THE PROBLEM:
Every entry must be given again exactly as it is written.

# # # #

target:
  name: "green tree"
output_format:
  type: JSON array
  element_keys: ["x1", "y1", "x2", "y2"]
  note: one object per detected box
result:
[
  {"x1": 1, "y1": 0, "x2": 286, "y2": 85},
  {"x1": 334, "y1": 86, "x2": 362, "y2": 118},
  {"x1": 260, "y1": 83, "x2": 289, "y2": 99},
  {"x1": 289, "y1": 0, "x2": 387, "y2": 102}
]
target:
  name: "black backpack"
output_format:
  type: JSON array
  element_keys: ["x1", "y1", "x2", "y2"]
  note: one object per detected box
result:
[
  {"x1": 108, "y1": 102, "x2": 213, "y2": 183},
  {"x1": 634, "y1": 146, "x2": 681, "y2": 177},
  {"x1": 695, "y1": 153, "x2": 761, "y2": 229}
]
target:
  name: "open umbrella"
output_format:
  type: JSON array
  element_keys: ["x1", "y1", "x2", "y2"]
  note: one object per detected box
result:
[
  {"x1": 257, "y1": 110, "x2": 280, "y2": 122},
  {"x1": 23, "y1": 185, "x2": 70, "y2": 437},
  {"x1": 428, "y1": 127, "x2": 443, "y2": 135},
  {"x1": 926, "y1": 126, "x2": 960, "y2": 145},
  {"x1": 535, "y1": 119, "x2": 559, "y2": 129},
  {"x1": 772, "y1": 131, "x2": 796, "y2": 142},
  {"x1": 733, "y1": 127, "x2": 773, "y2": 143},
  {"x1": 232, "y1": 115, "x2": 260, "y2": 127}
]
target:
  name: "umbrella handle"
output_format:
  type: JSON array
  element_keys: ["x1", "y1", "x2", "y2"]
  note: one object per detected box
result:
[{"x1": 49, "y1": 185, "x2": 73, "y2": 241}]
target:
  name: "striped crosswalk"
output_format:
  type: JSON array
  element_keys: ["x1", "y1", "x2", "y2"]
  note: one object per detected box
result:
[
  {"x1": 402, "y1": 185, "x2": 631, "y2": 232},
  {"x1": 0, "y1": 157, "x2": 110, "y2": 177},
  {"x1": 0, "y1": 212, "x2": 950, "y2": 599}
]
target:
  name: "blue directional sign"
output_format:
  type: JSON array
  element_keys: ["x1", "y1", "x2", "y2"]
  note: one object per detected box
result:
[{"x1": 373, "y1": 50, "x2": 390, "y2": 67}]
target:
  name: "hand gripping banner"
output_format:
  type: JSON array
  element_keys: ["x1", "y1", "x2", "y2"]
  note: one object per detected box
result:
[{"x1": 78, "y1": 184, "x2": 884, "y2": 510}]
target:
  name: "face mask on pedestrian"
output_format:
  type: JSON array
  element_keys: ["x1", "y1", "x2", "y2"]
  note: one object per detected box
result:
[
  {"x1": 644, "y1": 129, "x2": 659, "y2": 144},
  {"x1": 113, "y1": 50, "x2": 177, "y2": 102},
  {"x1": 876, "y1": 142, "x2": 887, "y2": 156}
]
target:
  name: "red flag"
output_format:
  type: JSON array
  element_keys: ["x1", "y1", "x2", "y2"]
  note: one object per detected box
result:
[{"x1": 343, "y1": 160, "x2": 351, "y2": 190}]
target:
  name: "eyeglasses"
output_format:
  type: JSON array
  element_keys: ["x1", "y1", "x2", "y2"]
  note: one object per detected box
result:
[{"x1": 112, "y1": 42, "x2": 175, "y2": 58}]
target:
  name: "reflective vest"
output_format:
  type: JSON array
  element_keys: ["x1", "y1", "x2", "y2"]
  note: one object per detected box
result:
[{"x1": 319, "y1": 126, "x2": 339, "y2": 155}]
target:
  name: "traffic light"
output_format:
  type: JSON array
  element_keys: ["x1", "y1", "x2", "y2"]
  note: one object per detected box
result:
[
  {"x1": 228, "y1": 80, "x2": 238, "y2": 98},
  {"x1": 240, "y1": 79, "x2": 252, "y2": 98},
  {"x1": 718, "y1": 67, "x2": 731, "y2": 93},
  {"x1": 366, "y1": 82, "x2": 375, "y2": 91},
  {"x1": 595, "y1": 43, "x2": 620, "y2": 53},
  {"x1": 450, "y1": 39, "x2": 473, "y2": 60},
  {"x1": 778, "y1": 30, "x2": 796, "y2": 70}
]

# # # #

RESULT OF THIS EXERCISE:
target:
  name: "green tree"
output_format:
  type: JSON array
  element_keys: ["x1", "y1", "x2", "y2"]
  note: one object per detected box
result:
[
  {"x1": 1, "y1": 0, "x2": 286, "y2": 85},
  {"x1": 334, "y1": 86, "x2": 362, "y2": 118},
  {"x1": 260, "y1": 83, "x2": 289, "y2": 99},
  {"x1": 289, "y1": 0, "x2": 387, "y2": 102}
]
target:
  name: "black backpack"
output_format:
  type: JSON array
  element_keys: ["x1", "y1", "x2", "y2"]
  note: one object per detected box
result:
[
  {"x1": 108, "y1": 102, "x2": 213, "y2": 183},
  {"x1": 634, "y1": 146, "x2": 681, "y2": 177},
  {"x1": 695, "y1": 153, "x2": 761, "y2": 229}
]
target:
  name: "open umbrella"
output_format:
  type: JSON array
  element_keys: ["x1", "y1", "x2", "y2"]
  note: one object per detected box
result:
[
  {"x1": 257, "y1": 110, "x2": 280, "y2": 122},
  {"x1": 23, "y1": 185, "x2": 70, "y2": 437},
  {"x1": 428, "y1": 127, "x2": 443, "y2": 135},
  {"x1": 926, "y1": 126, "x2": 960, "y2": 145},
  {"x1": 535, "y1": 119, "x2": 559, "y2": 129},
  {"x1": 772, "y1": 131, "x2": 796, "y2": 142},
  {"x1": 733, "y1": 127, "x2": 773, "y2": 143},
  {"x1": 232, "y1": 115, "x2": 260, "y2": 127}
]
target:
  name: "umbrella handle"
output_format:
  type: JSON array
  element_keys: ["x1", "y1", "x2", "y2"]
  note: one object per detected box
result:
[{"x1": 49, "y1": 185, "x2": 73, "y2": 241}]
target:
  name: "striped crosswalk"
output_format:
  type: JSON array
  element_keys: ["x1", "y1", "x2", "y2"]
  note: one object per detected box
result:
[
  {"x1": 402, "y1": 185, "x2": 631, "y2": 232},
  {"x1": 0, "y1": 157, "x2": 110, "y2": 177},
  {"x1": 0, "y1": 212, "x2": 950, "y2": 599}
]
target:
  name: "blue directional sign"
output_format:
  type: JSON array
  element_keys: ["x1", "y1", "x2", "y2"]
  note: one object per detected box
result:
[{"x1": 373, "y1": 50, "x2": 390, "y2": 67}]
target:
  name: "hand gripping banner"
output_format:
  type: JSON array
  element_keys: ["x1", "y1", "x2", "y2"]
  note: one object per detected box
result:
[{"x1": 78, "y1": 184, "x2": 884, "y2": 510}]
target:
  name: "face mask on pedestrian"
output_format:
  type: JSON array
  element_keys: ["x1", "y1", "x2", "y2"]
  note: one object per detected box
result:
[
  {"x1": 644, "y1": 129, "x2": 659, "y2": 144},
  {"x1": 113, "y1": 50, "x2": 177, "y2": 102},
  {"x1": 876, "y1": 142, "x2": 887, "y2": 156}
]
target:
  name: "red flag"
output_format:
  type: JSON array
  element_keys: ["x1", "y1", "x2", "y2"]
  note: one object per detected box
result:
[{"x1": 343, "y1": 160, "x2": 351, "y2": 190}]
target:
  name: "eyeglasses"
output_format:
  type: JSON array
  element_keys: ["x1", "y1", "x2", "y2"]
  note: one object per detected box
result:
[{"x1": 112, "y1": 42, "x2": 175, "y2": 58}]
target:
  name: "reflective vest"
output_format:
  type: JSON array
  element_keys: ["x1", "y1", "x2", "y2"]
  note: one object per detected box
result:
[{"x1": 319, "y1": 126, "x2": 339, "y2": 155}]
target:
  name: "traffic light"
output_format:
  type: JSON array
  element_keys: ["x1", "y1", "x2", "y2"]
  note: one object per detected box
result:
[
  {"x1": 228, "y1": 80, "x2": 238, "y2": 98},
  {"x1": 240, "y1": 79, "x2": 252, "y2": 98},
  {"x1": 718, "y1": 67, "x2": 731, "y2": 93},
  {"x1": 366, "y1": 82, "x2": 375, "y2": 91},
  {"x1": 595, "y1": 43, "x2": 620, "y2": 53},
  {"x1": 450, "y1": 39, "x2": 473, "y2": 60},
  {"x1": 778, "y1": 30, "x2": 796, "y2": 70}
]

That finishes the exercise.